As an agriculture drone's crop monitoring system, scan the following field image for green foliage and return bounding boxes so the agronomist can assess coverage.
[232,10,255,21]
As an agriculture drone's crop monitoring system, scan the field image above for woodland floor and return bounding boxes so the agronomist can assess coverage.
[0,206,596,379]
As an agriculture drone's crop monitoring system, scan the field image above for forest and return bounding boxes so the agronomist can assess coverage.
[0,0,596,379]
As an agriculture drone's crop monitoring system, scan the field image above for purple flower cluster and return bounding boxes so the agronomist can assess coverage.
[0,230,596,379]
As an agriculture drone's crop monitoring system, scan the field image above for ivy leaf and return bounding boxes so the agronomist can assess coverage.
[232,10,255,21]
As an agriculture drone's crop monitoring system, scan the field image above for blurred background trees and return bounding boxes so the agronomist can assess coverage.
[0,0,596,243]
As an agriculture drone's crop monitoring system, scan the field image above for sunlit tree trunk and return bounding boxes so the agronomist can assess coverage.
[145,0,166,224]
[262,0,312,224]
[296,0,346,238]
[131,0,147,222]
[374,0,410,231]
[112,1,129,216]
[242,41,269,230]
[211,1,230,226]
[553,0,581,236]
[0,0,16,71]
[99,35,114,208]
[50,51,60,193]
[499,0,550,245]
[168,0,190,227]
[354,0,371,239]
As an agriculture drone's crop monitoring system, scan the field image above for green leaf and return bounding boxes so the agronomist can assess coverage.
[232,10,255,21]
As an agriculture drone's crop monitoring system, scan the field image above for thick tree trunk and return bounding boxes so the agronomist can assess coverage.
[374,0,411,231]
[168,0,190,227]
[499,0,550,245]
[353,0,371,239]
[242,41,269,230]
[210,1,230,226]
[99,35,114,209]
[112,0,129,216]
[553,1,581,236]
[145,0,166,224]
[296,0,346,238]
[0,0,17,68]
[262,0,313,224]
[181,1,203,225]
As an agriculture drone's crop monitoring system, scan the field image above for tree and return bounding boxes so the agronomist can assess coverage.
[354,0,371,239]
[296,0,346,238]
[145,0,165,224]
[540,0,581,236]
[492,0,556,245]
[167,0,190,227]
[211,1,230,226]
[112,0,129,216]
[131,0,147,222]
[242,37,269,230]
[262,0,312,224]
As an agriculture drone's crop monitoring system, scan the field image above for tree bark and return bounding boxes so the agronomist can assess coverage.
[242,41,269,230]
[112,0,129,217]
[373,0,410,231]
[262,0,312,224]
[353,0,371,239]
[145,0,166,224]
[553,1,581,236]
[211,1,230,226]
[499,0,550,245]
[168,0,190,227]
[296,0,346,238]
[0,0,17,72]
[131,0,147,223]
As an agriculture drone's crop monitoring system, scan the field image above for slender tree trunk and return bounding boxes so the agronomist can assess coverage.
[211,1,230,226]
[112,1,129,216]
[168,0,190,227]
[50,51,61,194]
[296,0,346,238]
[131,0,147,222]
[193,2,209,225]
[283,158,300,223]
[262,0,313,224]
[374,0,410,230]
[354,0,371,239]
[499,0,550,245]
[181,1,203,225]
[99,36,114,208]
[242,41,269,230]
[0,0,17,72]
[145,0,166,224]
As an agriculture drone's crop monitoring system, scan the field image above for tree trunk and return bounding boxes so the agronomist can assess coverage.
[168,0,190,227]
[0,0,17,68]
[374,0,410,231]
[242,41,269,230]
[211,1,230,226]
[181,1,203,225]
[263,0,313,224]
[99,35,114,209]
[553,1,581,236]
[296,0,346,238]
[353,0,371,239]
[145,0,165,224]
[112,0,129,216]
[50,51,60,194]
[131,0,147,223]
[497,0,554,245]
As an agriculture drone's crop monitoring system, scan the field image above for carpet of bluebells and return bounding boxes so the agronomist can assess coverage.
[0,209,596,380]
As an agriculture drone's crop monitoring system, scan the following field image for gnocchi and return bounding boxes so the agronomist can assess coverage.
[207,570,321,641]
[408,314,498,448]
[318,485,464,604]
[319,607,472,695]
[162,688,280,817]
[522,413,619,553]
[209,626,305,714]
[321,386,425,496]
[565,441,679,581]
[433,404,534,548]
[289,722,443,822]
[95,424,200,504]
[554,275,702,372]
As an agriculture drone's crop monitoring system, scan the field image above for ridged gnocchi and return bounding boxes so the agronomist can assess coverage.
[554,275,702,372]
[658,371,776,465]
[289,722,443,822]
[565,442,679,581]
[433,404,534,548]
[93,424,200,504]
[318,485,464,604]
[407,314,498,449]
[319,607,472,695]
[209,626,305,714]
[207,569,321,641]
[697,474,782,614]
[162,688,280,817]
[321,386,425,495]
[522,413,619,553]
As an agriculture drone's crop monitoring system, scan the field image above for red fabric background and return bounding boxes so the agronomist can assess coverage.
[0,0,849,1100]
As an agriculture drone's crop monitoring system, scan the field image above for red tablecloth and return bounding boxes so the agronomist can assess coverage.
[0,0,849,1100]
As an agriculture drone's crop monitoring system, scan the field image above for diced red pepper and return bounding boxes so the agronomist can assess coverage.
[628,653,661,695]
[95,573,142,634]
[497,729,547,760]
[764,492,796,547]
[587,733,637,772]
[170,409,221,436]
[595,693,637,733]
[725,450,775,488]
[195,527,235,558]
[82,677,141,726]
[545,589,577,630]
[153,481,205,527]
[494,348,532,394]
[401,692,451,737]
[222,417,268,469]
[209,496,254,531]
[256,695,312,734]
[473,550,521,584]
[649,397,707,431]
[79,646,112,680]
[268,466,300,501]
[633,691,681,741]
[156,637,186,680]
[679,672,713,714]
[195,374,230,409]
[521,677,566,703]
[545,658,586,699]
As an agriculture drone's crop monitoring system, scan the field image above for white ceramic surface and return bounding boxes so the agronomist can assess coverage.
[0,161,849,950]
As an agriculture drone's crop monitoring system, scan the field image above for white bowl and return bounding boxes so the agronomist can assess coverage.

[TASK DIRECTIONS]
Copy out, unchanged, every line from the one holding "for white ceramic" through the last line of the items, with both ends included.

[TASK OUTPUT]
As an agriculture drone's crop monitoring system, scan the field image above for white ceramic surface and return bounding boxes so the agronomist can assess coverage.
[0,161,849,950]
As an agriculture drone's crop monitoring system, scan the field image above for white bowl and return bounding boxes so the agronomist can assess coverage.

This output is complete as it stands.